Zum Tode von Paul Mersmann
von Ulrich Schödlbauer
Der Surrealismus, die europäische Sprachschule der Zwischenkriegszeit, ist nicht tot. Er hat die leichtgewichtigen Werke Bretons und Aragons überlebt, das Ende der Ismen und den neuen Verismus, weil er in der Werbung und der Politik mächtige und prinzipiell unabschaffbare Verbündete besaß. Er musste sie nicht erst lang überzeugen. In ihm fanden sie willkommene Werkzeuge ihrer Überzeugungsarbeit. Der elitäre Kommunarismus, der massendemokratische Elan, der jede einzelne Handlung mit einer Zukunft verbindet, die weiß und offen in einem kochenden Weltall schwebt – Blochs Feuertopf (»Die Materie ist ein Feuertopf«) mitsamt dem rituellen Kopfschütteln, das er hervorruft, ist sein Erzeugnis. Der Surrealismus der Tat scheut die Macht, die er sucht. Er sucht nicht ihre Nähe, sondern sie selbst, er will sie, aber im Modus des Nichtbesitzens. Er will nicht als ihr Inhaber gelten, sondern als ihr Zerstäuber. Dazu bedarf es einer Gesellschaft von Gleichgesinnten, die es nicht gibt, die sich von Fall zu Fall erfinden muss, um den, der die Gunst der Stunde nützt, um sich in den Besitz des Zaubermittels zu setzen, wieder zu entzaubern und, wenn möglich, von der Bühne zu vertreiben.
Der Surrealismus hat etwas geschaffen, in dem sich die heutigen Generationen mit einer Selbstverständlichkeit bewegen, als sei es unmittelbar dem Garten Eden entsprungen: die Welt des Designs, in der Politik und Werbung eins sind. Propagandisten haben immer von der Einheit geträumt und konnten sie nicht erreichen, weil sie glaubten, für die Politik – oder den Verkauf von Büstenhaltern – trommeln zu müssen. Diese Baalstrommeln, die von allen vernommen wurden, deren Lebensgeschichten in die Mitte des vergangenen Jahrhunderts zurückreichen, und allen in den Ohren klingen, die mit dem Wort ›Leichenhaufen‹ nicht nur die Erinnerung an Kinoabende verbinden, werden immer verhindern, dass ›die‹ Menschen zueinander finden. Dass sie das Design nicht zu verhindern vermochten, ist vielleicht der Leidenschaft für Stereoanlagen und schnelle Autos zuzuschreiben, mit der die Konsumgesellschaft in die Herzen der ehemals Progressiven Einzug hielt. In der Welt des Designs, in der alles an alles erinnert oder erinnern könnte, der Welt des Un-Sinns und der Hermeneutik für jedermann, der Baudrillards und der Sloterdijks, gilt, wie bekannt, das Fortkommen als Maß aller Dinge – zu Wasser, zu Lande und durch die Luft, per Kabel oder im Weltraum. Wer fortkommt, darf sich Hoffnungen machen, er darf es selbst, ein einsamer Wilder an seiner Feuerstelle, die Skalps seiner Gegner klingen wie Glöckchen im Gebüsch seiner Wünsche, er setzt den Fuß auf den Nacken des Gestern und fordert von ihm die 50 Cent zurück, die er seinerzeit investiert hat, dies alles, wohlgemerkt in voller Fahrt.

☆ ☆ ☆ ☆ ☆

Arbeitsauftrag
Nenne alle Personen, die im Fließtext des Quellenauszugs namentlich erwähnt werden, ohne Überschrift und Verfasserzeile. Das Material wird hier nicht benötigt.

Extrahierte Informationen
☆ ☆ ☆ ☆ ☆

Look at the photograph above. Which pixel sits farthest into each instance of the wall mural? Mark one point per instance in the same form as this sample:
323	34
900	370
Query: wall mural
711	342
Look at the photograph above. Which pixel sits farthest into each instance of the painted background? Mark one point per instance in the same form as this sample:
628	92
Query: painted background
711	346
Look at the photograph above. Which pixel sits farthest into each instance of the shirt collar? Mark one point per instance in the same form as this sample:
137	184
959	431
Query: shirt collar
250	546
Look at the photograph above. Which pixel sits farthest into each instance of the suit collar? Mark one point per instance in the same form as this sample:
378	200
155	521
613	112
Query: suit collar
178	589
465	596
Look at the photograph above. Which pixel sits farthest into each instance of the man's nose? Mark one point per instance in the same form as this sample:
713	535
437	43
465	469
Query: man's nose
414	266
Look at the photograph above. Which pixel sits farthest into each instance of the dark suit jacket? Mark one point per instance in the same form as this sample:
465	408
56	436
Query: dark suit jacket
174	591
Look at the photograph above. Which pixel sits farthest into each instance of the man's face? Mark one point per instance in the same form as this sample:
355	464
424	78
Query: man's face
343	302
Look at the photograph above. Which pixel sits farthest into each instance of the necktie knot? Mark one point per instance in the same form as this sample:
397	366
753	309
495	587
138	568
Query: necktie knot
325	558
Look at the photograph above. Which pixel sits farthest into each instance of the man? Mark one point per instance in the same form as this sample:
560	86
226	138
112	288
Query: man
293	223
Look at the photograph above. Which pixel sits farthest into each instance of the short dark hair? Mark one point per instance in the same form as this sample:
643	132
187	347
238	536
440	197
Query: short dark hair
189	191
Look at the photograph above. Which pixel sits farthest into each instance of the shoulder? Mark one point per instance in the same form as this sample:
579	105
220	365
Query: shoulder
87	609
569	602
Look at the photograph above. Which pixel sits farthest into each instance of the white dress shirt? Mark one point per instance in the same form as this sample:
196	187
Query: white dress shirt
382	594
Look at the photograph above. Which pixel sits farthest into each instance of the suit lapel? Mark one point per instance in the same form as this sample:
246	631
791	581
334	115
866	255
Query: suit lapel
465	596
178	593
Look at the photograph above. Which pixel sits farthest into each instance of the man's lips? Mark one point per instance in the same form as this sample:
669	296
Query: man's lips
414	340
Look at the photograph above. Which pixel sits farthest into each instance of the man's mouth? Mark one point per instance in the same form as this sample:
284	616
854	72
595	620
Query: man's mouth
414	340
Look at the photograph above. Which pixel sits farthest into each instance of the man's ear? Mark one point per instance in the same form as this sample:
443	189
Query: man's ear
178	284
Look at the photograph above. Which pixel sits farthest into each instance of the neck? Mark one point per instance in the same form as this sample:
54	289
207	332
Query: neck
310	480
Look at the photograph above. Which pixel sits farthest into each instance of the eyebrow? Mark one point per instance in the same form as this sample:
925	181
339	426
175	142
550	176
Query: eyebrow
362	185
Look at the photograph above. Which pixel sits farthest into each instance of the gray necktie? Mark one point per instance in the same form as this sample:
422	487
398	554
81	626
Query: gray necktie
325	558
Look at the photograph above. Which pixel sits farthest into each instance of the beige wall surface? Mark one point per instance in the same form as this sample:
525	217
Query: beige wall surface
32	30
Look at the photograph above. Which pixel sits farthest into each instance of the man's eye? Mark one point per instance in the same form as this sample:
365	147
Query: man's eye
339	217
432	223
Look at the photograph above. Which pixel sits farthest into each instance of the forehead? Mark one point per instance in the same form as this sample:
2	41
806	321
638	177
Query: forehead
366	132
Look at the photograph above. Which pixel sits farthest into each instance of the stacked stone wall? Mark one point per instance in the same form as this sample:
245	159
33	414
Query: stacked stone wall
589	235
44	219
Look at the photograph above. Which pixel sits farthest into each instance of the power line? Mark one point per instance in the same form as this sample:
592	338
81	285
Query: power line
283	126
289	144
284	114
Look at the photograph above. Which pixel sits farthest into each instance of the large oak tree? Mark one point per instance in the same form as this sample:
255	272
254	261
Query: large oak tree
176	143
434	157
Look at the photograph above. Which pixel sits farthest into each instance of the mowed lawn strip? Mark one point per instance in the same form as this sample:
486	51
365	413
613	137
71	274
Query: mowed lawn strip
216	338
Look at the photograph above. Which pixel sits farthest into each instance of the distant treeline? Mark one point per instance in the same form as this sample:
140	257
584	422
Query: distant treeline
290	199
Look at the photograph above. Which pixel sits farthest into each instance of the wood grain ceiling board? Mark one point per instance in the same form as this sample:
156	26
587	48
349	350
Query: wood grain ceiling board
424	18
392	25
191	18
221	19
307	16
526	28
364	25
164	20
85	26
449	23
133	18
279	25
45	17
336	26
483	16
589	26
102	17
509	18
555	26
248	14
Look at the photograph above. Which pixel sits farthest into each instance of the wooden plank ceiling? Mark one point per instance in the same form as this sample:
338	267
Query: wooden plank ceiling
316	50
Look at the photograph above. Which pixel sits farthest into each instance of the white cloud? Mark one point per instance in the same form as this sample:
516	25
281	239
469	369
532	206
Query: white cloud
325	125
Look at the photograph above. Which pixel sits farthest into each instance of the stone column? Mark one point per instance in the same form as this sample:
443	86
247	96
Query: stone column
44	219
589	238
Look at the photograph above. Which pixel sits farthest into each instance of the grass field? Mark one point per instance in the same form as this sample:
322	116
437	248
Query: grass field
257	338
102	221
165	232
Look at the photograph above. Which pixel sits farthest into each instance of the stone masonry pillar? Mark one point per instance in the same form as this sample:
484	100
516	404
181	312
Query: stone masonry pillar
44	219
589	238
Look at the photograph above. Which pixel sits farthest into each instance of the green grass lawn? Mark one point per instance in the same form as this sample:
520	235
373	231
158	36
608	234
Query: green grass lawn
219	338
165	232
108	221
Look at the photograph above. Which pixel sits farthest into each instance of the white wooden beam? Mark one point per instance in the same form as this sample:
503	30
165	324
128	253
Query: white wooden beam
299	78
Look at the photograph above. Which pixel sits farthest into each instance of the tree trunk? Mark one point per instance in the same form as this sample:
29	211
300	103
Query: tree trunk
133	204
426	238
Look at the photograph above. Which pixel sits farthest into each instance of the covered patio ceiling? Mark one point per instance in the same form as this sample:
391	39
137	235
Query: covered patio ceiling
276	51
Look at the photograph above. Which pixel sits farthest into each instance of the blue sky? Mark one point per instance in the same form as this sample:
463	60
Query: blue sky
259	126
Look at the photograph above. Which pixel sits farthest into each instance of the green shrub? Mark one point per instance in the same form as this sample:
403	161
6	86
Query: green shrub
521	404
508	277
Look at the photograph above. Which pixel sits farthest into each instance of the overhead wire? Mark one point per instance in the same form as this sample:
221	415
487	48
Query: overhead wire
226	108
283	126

☆ ☆ ☆ ☆ ☆

Ergebnis
Breton, Aragon, Bloch, Baudrillard, Sloterdijk